Текст для изучения:
◆ ◆ ◆
Официально сухой закон преподносился как мера, направленная на заботу о народном здравии (любопытно, что точно такой же формулировкой обосновывалось введение винной монополии). Однако на практике последствия оказались прямо противоположными. Хотя потребление казенного вина в империи резко сократилось, но количество смертей от алкоголизма в первые военные месяцы 1914 г. не уменьшилось. С июля по август 1914 г. в Санкт-Петербурге смертность от белой горячки снизилась с 75 до 30 случаев в месяц, но уже с сентября началось плавное возрастание кривой смертности от алкоголизма. Пик в 1915 г. пришелся на май и составил 72 случая против 71 случая за 1913 г., сравнявшись с показателем мая 1914 г. С другой стороны, за 1913 г. в Санкт-Петербурге всего от алкоголизма умерло 895 человек, в то время как в 1915-м – 569. Именно последние цифры использовались сторонниками сухого закона в качестве доказательства успеха кампании. При этом не учитывался банальный факт сокращения трудового населения городов в связи с мобилизацией.
◆ ◆ ◆
Доступные данные:
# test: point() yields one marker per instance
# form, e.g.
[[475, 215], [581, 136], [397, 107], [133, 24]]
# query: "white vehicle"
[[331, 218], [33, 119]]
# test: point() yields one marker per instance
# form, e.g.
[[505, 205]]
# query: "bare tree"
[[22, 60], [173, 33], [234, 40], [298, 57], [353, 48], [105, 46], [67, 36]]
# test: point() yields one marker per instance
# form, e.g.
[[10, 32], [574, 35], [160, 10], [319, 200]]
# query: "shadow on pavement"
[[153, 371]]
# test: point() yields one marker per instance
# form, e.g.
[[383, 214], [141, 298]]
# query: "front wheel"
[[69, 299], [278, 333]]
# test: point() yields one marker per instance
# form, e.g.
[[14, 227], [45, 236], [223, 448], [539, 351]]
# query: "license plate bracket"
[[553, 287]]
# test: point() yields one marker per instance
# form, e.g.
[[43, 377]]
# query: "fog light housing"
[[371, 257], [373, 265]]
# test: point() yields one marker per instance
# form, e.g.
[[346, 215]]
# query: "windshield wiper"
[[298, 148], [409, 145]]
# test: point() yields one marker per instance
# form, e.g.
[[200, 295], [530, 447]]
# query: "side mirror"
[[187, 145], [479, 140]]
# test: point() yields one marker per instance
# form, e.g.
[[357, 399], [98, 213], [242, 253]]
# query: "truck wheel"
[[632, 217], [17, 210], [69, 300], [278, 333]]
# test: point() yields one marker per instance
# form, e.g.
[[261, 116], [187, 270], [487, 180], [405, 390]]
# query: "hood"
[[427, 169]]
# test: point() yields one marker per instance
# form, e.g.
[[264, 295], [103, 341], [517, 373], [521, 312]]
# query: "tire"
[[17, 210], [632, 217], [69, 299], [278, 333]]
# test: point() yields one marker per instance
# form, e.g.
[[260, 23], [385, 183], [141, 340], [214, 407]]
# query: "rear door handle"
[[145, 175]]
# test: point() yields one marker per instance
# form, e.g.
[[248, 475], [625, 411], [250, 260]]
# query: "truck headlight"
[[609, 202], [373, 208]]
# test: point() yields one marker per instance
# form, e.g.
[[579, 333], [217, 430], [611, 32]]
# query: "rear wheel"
◆ ◆ ◆
Список заданий:
(1) Сколько человек умерло от алкоголизма в Санкт-Петербурге за 1913 год, согласно тексту о сухом законе?
(2) Продолжите текст о сухом законе после его последнего предложения.

Ответы:
(1) 895 человек.

(2)
Была еще одна, не менее существенная причина статистической погрешности. Практически одновременно с введением ограничительных мер на продажу алкоголя началось массовое употребление суррогатной продукции. В результате увеличилась смертность от отравлений.
«Ханжа» – разбавленный денатурированный спирт (растворитель на основе этилового спирта-сырца, предназначенный для снятия лаков) – был самым популярным напитком среди алкоголиков. «Народные умельцы» изобрели способы «очистки» денатурата: его проваривали с корочками ржаного хлеба, разбавляли квасом или клюквенной настойкой, иногда смешивали с молоком, и таким образом употребляли. «Очищали» денатурат также и солью, настаивая на ней жидкость до образования осадка, а «для вкуса» добавляли чеснок или перец.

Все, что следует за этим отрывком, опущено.